** Given data **

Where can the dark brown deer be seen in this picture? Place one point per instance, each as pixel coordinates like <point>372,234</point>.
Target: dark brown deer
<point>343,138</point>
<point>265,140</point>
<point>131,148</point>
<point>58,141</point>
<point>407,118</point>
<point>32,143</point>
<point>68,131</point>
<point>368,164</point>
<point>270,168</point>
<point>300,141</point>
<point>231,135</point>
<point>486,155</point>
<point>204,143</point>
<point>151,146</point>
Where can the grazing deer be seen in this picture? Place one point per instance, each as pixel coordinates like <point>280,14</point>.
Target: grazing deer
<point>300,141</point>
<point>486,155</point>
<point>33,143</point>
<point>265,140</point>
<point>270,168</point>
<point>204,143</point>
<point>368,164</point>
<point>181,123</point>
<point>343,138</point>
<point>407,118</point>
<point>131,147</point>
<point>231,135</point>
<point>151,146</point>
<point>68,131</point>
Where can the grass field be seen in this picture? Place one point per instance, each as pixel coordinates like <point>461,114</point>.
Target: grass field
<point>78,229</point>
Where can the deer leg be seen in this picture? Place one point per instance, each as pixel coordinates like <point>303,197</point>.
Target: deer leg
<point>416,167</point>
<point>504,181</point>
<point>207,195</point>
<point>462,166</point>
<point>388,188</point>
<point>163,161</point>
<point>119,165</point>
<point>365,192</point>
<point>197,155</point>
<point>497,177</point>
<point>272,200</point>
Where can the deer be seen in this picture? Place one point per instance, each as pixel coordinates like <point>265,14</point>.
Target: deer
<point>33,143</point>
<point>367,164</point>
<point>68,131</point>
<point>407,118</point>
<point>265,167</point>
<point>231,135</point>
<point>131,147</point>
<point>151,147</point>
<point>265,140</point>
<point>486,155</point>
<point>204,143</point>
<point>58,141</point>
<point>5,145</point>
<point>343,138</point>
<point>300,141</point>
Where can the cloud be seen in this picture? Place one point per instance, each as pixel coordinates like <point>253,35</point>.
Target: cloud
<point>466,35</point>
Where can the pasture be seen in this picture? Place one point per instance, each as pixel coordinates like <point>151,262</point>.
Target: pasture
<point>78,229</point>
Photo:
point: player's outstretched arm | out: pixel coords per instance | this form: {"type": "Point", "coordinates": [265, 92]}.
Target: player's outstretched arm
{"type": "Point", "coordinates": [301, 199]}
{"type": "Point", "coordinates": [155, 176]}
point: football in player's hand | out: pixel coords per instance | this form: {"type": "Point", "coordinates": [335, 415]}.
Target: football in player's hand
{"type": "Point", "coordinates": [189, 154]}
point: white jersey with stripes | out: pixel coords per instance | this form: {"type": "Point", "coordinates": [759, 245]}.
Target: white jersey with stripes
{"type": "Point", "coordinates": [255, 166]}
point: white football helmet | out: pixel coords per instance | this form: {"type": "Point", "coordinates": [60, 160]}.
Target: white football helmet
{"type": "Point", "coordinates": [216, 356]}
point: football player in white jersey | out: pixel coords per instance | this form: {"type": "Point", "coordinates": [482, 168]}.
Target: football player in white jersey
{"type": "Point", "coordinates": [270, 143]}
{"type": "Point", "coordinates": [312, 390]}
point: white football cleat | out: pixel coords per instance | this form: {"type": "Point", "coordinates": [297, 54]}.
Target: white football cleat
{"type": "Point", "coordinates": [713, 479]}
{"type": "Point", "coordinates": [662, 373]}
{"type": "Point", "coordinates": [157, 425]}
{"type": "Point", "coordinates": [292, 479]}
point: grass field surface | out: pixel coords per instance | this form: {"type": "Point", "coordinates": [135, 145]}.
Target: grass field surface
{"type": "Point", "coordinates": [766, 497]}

** Your goal **
Nothing may be omitted. Restate all of the entries exactly.

** Result **
Where can the dark brown deer be seen in this picture? Place one point per instance, each as pixel coordinates like <point>372,234</point>.
Target: dark brown deer
<point>343,138</point>
<point>265,140</point>
<point>131,148</point>
<point>58,141</point>
<point>407,118</point>
<point>32,143</point>
<point>68,131</point>
<point>368,164</point>
<point>270,168</point>
<point>300,141</point>
<point>231,135</point>
<point>486,155</point>
<point>204,143</point>
<point>151,146</point>
Where can the grazing deer be seen in this picture? Place one point per instance, each as pixel coordinates like <point>280,14</point>.
Target: grazing deer
<point>300,141</point>
<point>486,155</point>
<point>33,143</point>
<point>265,140</point>
<point>270,168</point>
<point>204,143</point>
<point>368,164</point>
<point>181,123</point>
<point>343,138</point>
<point>407,118</point>
<point>131,147</point>
<point>231,135</point>
<point>151,146</point>
<point>68,131</point>
Where can the grass field be seen in this picture? Place one point per instance, each as pixel coordinates like <point>461,114</point>.
Target: grass field
<point>78,229</point>
Where can the deer leg be seen in this picture? Place one point per instance, each as pixel coordinates like <point>303,197</point>.
Target: deer leg
<point>416,167</point>
<point>504,181</point>
<point>207,195</point>
<point>462,166</point>
<point>388,188</point>
<point>163,161</point>
<point>119,165</point>
<point>365,192</point>
<point>197,155</point>
<point>497,177</point>
<point>272,200</point>
Where can the deer be seen in this picture? Place one point per instance, each as pixel coordinates like <point>265,14</point>.
Target: deer
<point>33,143</point>
<point>367,164</point>
<point>68,131</point>
<point>407,118</point>
<point>265,167</point>
<point>231,135</point>
<point>131,147</point>
<point>151,147</point>
<point>265,140</point>
<point>486,155</point>
<point>204,143</point>
<point>58,141</point>
<point>5,145</point>
<point>343,138</point>
<point>300,141</point>
Where can the cloud be seen in this picture? Place one point per instance, each as pixel coordinates like <point>253,35</point>.
Target: cloud
<point>466,35</point>
Where can the pasture be seen in this picture? Place one point per instance, each as pixel coordinates like <point>151,262</point>.
Target: pasture
<point>78,229</point>
Photo:
point: player's outstretched arm | out: pixel coords per instance | this form: {"type": "Point", "coordinates": [265, 92]}.
Target: player's outstretched arm
{"type": "Point", "coordinates": [301, 199]}
{"type": "Point", "coordinates": [155, 176]}
point: football in player's hand | out: pixel coords per instance | this form: {"type": "Point", "coordinates": [335, 415]}.
Target: football in player's hand
{"type": "Point", "coordinates": [189, 154]}
point: white jersey with stripes | out: pixel coords per instance | this form: {"type": "Point", "coordinates": [759, 245]}.
Target: white jersey with stripes
{"type": "Point", "coordinates": [255, 166]}
point: white football helmet | out: pixel coords per instance | this form: {"type": "Point", "coordinates": [60, 160]}.
Target: white football helmet
{"type": "Point", "coordinates": [216, 356]}
point: football player in white jersey | out: pixel coords per instance | this form: {"type": "Point", "coordinates": [482, 168]}.
Target: football player in white jersey
{"type": "Point", "coordinates": [270, 143]}
{"type": "Point", "coordinates": [312, 390]}
point: white football cleat | out: pixel coords per instance | this form: {"type": "Point", "coordinates": [297, 54]}.
Target: white football cleat
{"type": "Point", "coordinates": [713, 479]}
{"type": "Point", "coordinates": [662, 373]}
{"type": "Point", "coordinates": [157, 425]}
{"type": "Point", "coordinates": [292, 479]}
point: grass field surface | out: pixel coords per instance | this form: {"type": "Point", "coordinates": [135, 145]}.
Target: grass field surface
{"type": "Point", "coordinates": [766, 497]}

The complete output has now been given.